═════ Fragmento del texto
1.  Utilizar datos de la API oficial de la MLB.
2.  Construir una serie diaria de lesiones registradas en la liga (2015-2025).
3.  Analizar la estacionariedad de la serie (Prueba de Dickey-Fuller Aumentada).
4.  Implementar la metodología Box-Jenkins (ACF/PACF) para seleccionar un modelo SARIMAX.
5.  Evaluar el pronóstico con métricas de error (RMSE y MAE).


In [1]:
# @title Instalación de Librerías y Configuración

!pip install plotly statsmodels scikit-learn pandas numpy --quiet

import re
import json
import time
from urllib.parse import urlencode
from urllib.request import urlopen

import pandas as pd
import numpy as np
import plotly.graph_objects as go
from plotly.subplots import make_subplots
from statsmodels.tsa.statespace.sarimax import SARIMAX
from sklearn.metrics import mean_squared_error, mean_absolute_error, mean_absolute_percentage_error
from statsmodels.tsa.stattools import adfuller, acf, pacf


In [2]:
# (Celda reservada para notas / pruebas cortas si se requiere)


## **<font color= #0077b6> Descripción de los datos </font>**
- Se utiliza el endpoint `transactions` de la API oficial de MLB con `sportId=1`.
- La variable objetivo es la cantidad de **lesiones registradas por día** en la MLB.
- Se considera lesión registrada cuando la transacción indica colocación en **injured list** o **disabled list**.
- Las transferencias entre listas (ej. 15-day a 60-day) no se cuentan como una nueva lesión.
- Se filtran solo transacciones vinculadas a equipos MLB (30 franquicias).
- Se recorta la serie a **días de temporada regular** (se excluye offseason) para no sesgar el modelo con largos periodos de ceros.


In [3]:
# Función para obtener datos de transacciones MLB y construir la serie diaria de lesiones (2015-2025)

BASE_URL = "https://statsapi.mlb.com/api/v1/transactions"
SCHEDULE_URL = "https://statsapi.mlb.com/api/v1/schedule"
START_YEAR = 2015
END_YEAR = 2025

# IDs oficiales de las 30 franquicias MLB
MLB_TEAM_IDS = {
    108,109,110,111,112,113,114,115,116,117,
    118,119,120,121,133,134,135,136,137,138,
    139,140,141,142,143,144,145,146,147,158
}

IL_PLACEMENT_RE = re.compile(r"\bplaced\b.*?\bon the\b.*?\b(?:injured|disabled) list\b", re.IGNORECASE)
IL_TRANSFER_RE = re.compile(r"\btransferred\b.*?\b(?:injured|disabled) list\b.*?\bto the\b.*?\b(?:injured|disabled) list\b", re.IGNORECASE)
IL_60DAY_RE = re.compile(r"\b60-day (?:injured|disabled) list\b", re.IGNORECASE)
══════════
• [Desafíos]:
- 1) ¿Qué librerías instala el comando pip del fragmento? Enuméralas todas.
- 2) Copia del fragmento el tramo que empieza en las palabras "import pandas as" y termina después de "si se requiere)", y cambia en él "statsmodels" por "sm_tools".
═════ Información proporcionada
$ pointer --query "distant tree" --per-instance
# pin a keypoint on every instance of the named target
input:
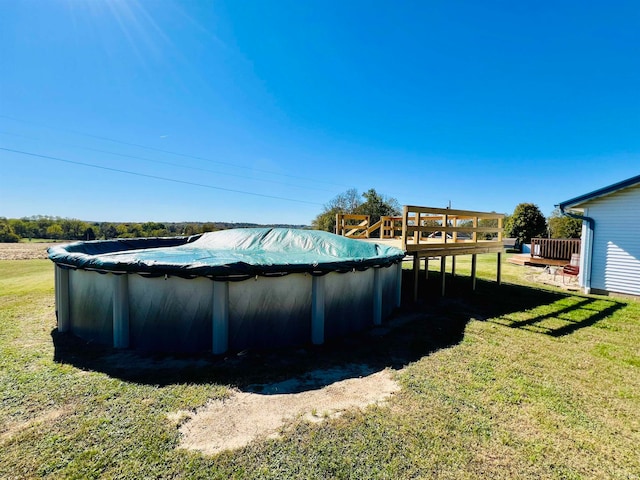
(527, 222)
(19, 227)
(346, 202)
(89, 234)
(55, 231)
(562, 226)
(377, 206)
(374, 204)
(7, 235)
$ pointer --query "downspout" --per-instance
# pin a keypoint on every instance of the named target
(588, 244)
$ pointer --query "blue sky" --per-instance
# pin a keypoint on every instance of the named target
(263, 111)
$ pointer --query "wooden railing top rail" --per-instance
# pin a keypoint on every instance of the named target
(454, 213)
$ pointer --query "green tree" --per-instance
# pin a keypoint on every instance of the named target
(377, 205)
(526, 223)
(55, 231)
(7, 235)
(374, 204)
(562, 226)
(346, 202)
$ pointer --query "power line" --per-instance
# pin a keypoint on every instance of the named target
(155, 177)
(169, 152)
(135, 157)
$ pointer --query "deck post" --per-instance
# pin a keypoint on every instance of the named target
(121, 311)
(474, 259)
(443, 272)
(416, 275)
(64, 317)
(377, 296)
(398, 284)
(220, 318)
(317, 310)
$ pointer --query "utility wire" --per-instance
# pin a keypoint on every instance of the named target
(155, 177)
(179, 154)
(123, 155)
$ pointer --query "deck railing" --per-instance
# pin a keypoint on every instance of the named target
(555, 248)
(454, 230)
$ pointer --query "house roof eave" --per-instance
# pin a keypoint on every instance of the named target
(573, 203)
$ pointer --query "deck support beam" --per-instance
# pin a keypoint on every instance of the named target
(398, 284)
(443, 272)
(416, 275)
(474, 260)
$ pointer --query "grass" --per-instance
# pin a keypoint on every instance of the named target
(515, 381)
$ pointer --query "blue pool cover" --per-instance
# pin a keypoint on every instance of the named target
(228, 253)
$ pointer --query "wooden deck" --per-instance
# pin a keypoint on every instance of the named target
(426, 232)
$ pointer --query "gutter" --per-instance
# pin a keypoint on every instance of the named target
(588, 246)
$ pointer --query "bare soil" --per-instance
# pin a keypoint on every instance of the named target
(23, 251)
(246, 416)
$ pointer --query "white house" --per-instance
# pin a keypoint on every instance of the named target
(610, 250)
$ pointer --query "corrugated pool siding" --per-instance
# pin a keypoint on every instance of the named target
(616, 246)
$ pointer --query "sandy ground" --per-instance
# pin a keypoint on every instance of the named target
(23, 251)
(247, 416)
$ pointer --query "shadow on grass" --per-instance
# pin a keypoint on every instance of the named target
(414, 331)
(549, 312)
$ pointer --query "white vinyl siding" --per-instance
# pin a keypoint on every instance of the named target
(615, 264)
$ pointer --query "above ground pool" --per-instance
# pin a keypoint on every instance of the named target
(226, 290)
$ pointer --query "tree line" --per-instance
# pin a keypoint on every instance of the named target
(526, 221)
(56, 228)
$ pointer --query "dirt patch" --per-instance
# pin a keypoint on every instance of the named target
(23, 251)
(262, 413)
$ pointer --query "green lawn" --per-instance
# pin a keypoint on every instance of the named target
(512, 381)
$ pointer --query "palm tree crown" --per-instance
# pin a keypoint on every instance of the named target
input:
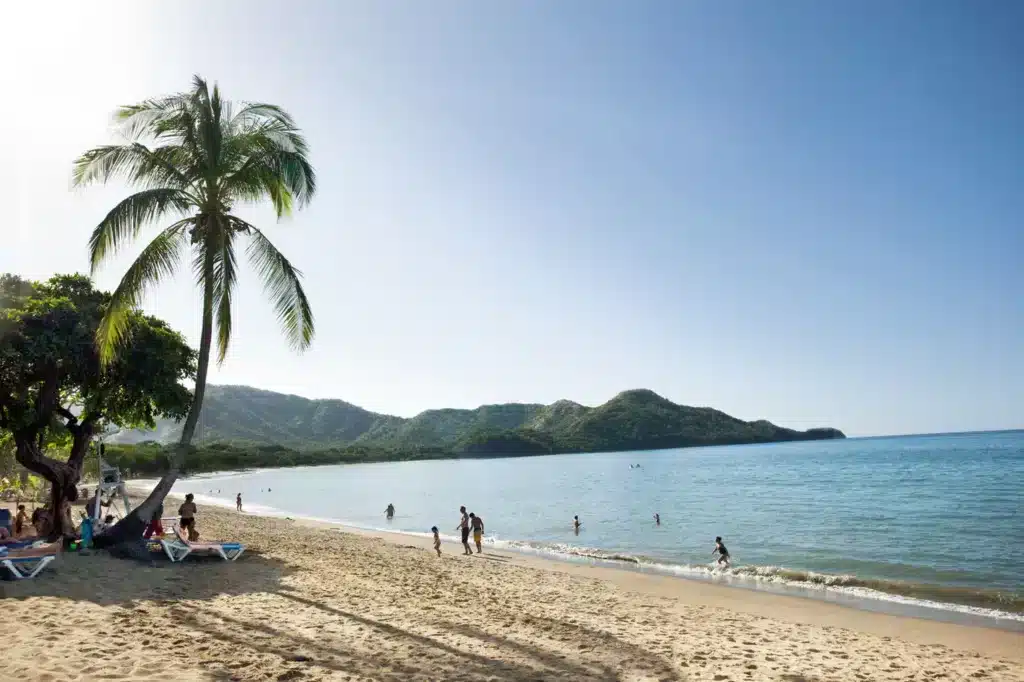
(194, 157)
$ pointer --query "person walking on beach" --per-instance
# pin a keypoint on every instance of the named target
(187, 514)
(437, 540)
(477, 524)
(156, 525)
(723, 553)
(464, 527)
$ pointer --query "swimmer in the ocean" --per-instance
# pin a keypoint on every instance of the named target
(723, 553)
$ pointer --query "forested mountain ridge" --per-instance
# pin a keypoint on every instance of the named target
(632, 420)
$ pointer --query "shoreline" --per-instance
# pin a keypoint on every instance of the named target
(311, 601)
(858, 599)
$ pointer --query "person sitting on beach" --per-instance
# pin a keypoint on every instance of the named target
(464, 527)
(723, 554)
(19, 521)
(187, 513)
(156, 525)
(477, 524)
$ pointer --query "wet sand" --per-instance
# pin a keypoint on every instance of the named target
(307, 602)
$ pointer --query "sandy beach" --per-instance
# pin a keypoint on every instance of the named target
(307, 602)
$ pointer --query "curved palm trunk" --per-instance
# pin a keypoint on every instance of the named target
(128, 531)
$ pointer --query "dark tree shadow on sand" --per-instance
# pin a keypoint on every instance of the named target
(103, 580)
(443, 649)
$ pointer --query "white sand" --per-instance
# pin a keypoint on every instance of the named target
(310, 603)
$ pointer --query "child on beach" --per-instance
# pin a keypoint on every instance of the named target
(723, 553)
(477, 524)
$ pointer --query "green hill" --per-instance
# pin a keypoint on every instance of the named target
(632, 420)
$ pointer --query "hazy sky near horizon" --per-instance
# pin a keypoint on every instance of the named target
(809, 212)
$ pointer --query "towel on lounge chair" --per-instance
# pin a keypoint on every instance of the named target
(179, 547)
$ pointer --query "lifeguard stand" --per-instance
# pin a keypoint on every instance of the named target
(110, 485)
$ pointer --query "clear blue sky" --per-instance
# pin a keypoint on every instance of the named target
(809, 212)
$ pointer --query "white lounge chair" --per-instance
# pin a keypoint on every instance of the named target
(179, 547)
(27, 562)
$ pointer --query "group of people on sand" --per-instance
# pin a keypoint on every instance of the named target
(37, 524)
(469, 522)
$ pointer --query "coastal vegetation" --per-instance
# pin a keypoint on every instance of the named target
(194, 157)
(245, 427)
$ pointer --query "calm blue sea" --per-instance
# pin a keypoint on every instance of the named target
(934, 521)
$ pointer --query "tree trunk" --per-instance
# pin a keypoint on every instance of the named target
(128, 531)
(62, 476)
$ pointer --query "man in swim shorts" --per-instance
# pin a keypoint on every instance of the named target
(723, 553)
(464, 527)
(477, 524)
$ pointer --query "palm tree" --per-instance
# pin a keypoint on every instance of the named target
(193, 158)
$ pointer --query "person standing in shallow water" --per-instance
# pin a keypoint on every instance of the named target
(464, 528)
(723, 553)
(477, 524)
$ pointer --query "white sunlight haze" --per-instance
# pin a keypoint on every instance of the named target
(506, 213)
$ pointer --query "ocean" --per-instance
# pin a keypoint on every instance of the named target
(926, 525)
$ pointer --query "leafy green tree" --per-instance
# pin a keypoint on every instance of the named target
(54, 389)
(194, 158)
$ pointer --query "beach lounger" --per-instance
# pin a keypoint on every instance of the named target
(27, 562)
(179, 547)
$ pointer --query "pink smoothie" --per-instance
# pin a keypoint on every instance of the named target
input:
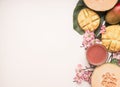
(96, 54)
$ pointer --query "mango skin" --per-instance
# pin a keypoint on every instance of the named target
(113, 16)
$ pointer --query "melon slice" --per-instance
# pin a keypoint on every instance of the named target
(106, 75)
(100, 5)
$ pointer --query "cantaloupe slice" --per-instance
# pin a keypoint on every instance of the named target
(100, 5)
(106, 75)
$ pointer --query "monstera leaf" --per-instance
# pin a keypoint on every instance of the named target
(80, 5)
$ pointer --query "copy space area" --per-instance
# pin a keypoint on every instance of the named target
(38, 46)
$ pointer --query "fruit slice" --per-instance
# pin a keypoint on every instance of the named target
(106, 75)
(96, 54)
(113, 16)
(88, 19)
(100, 5)
(111, 38)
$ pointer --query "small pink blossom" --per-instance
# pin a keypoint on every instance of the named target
(82, 75)
(89, 35)
(116, 55)
(102, 30)
(89, 39)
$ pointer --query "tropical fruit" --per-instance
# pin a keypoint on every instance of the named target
(113, 16)
(111, 38)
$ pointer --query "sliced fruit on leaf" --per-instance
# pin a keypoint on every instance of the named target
(80, 5)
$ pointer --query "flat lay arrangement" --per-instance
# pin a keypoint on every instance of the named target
(98, 21)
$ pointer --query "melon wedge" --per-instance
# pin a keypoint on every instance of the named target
(106, 75)
(100, 5)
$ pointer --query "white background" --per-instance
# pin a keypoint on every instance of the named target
(38, 46)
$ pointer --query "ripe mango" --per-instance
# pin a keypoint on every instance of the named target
(113, 16)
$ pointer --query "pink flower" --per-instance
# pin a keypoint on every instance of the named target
(82, 75)
(89, 35)
(102, 30)
(116, 55)
(89, 39)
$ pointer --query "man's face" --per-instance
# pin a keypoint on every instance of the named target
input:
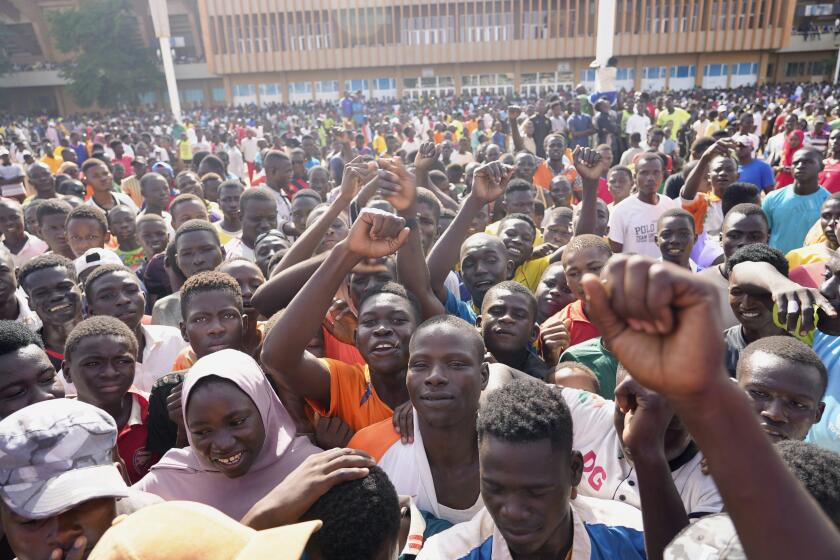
(445, 377)
(41, 179)
(528, 502)
(198, 251)
(386, 322)
(675, 239)
(118, 294)
(100, 178)
(740, 230)
(258, 217)
(213, 322)
(84, 234)
(507, 321)
(787, 396)
(518, 238)
(39, 539)
(649, 176)
(102, 369)
(806, 165)
(53, 295)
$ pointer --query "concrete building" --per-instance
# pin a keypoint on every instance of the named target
(262, 51)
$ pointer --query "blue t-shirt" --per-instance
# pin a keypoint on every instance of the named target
(757, 172)
(826, 432)
(791, 216)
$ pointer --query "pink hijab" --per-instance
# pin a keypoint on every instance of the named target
(183, 475)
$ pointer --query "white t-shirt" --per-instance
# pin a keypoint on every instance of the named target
(633, 224)
(609, 475)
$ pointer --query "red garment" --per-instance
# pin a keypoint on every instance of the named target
(131, 442)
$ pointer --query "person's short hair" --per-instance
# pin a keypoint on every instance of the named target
(818, 469)
(510, 286)
(675, 213)
(425, 196)
(51, 207)
(209, 281)
(15, 335)
(196, 225)
(523, 217)
(100, 271)
(181, 198)
(586, 241)
(359, 518)
(395, 289)
(467, 331)
(254, 194)
(788, 348)
(758, 252)
(42, 262)
(739, 192)
(523, 412)
(100, 325)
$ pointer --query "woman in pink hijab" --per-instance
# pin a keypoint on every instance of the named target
(242, 439)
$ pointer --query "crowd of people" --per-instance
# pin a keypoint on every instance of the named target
(572, 326)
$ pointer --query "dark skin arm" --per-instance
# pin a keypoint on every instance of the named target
(489, 183)
(284, 354)
(651, 315)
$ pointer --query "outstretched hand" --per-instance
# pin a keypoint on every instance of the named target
(376, 233)
(661, 322)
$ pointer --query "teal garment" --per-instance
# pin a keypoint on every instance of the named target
(596, 357)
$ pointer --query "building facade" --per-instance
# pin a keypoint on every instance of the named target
(263, 51)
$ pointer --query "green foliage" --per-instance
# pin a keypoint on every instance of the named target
(111, 66)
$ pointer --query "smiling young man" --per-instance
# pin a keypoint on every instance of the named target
(99, 359)
(50, 284)
(532, 511)
(115, 291)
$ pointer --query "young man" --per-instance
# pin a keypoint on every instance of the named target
(633, 221)
(87, 228)
(98, 177)
(360, 396)
(197, 249)
(62, 488)
(19, 243)
(50, 284)
(99, 360)
(115, 291)
(508, 327)
(532, 511)
(439, 468)
(785, 381)
(122, 222)
(803, 199)
(51, 216)
(230, 226)
(259, 215)
(675, 237)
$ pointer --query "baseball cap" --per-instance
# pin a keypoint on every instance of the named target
(94, 257)
(56, 454)
(185, 530)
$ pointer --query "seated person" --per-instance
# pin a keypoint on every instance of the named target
(509, 329)
(99, 359)
(785, 381)
(113, 290)
(62, 489)
(522, 428)
(197, 249)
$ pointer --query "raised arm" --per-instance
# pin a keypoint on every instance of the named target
(489, 183)
(284, 355)
(651, 315)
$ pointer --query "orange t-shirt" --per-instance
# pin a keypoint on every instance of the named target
(352, 396)
(375, 439)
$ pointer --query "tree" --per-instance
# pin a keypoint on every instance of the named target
(110, 66)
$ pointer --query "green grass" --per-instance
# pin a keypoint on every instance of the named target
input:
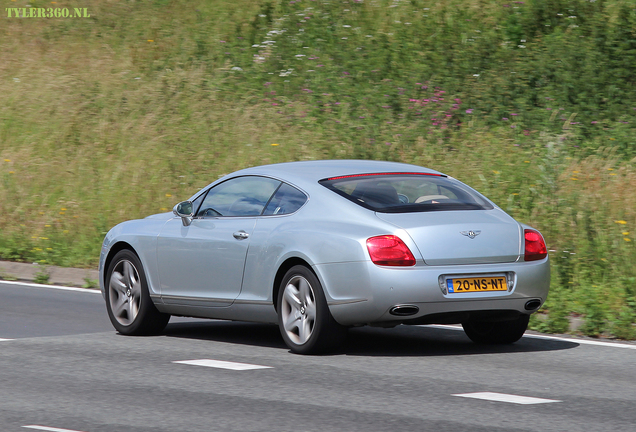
(127, 112)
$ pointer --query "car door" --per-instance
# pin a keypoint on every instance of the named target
(202, 264)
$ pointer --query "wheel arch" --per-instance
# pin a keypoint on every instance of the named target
(280, 273)
(116, 248)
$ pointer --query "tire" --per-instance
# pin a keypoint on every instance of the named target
(128, 302)
(303, 315)
(499, 332)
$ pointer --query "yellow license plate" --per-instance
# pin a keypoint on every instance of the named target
(489, 283)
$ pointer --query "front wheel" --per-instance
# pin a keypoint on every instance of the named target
(303, 315)
(498, 332)
(128, 302)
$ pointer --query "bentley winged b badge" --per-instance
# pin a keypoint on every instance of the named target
(471, 233)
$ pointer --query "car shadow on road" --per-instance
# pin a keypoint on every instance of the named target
(424, 341)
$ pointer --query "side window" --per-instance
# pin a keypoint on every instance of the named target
(286, 200)
(197, 202)
(241, 196)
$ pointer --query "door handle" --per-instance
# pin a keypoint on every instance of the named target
(240, 235)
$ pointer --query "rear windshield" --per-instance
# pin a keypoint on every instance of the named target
(406, 192)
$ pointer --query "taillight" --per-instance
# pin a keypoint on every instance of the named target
(535, 246)
(389, 250)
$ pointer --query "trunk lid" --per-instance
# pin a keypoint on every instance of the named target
(461, 237)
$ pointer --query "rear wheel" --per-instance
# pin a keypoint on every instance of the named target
(128, 302)
(499, 332)
(303, 315)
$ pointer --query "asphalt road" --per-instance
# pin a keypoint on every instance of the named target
(63, 367)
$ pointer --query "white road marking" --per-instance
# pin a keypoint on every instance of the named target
(222, 364)
(50, 429)
(531, 336)
(502, 397)
(583, 341)
(34, 285)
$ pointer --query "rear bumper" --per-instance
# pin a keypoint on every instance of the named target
(362, 293)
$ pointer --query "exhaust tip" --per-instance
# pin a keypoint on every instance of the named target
(404, 310)
(533, 304)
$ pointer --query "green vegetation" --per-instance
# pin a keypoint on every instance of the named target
(127, 112)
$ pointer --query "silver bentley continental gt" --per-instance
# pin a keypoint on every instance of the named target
(320, 246)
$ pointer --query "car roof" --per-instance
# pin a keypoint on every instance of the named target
(305, 173)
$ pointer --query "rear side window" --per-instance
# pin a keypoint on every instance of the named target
(286, 200)
(407, 192)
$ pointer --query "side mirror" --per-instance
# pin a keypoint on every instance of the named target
(184, 211)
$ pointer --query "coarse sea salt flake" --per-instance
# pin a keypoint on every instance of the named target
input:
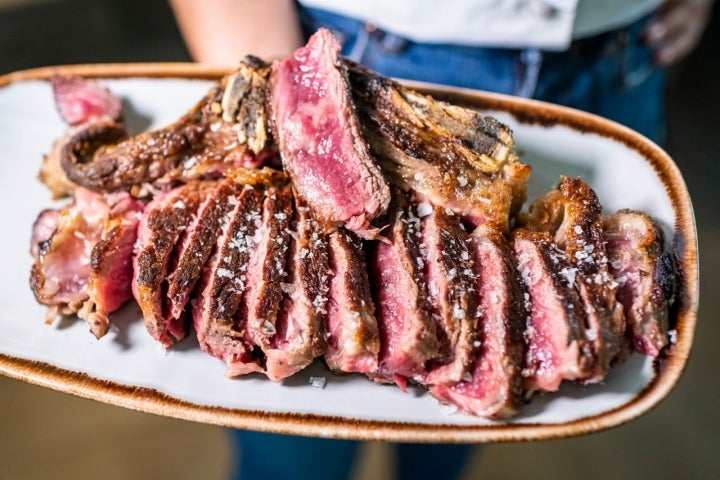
══════════
• [Las soluciones]:
- 1) plotly, statsmodels, scikit-learn, pandas, numpy

- 2)
import pandas as pd
import numpy as np
import plotly.graph_objects as go
from plotly.subplots import make_subplots
from sm_tools.tsa.statespace.sarimax import SARIMAX
from sklearn.metrics import mean_squared_error, mean_absolute_error, mean_absolute_percentage_error
from sm_tools.tsa.stattools import adfuller, acf, pacf


In [2]:
# (Celda reservada para notas / pruebas cortas si se requiere)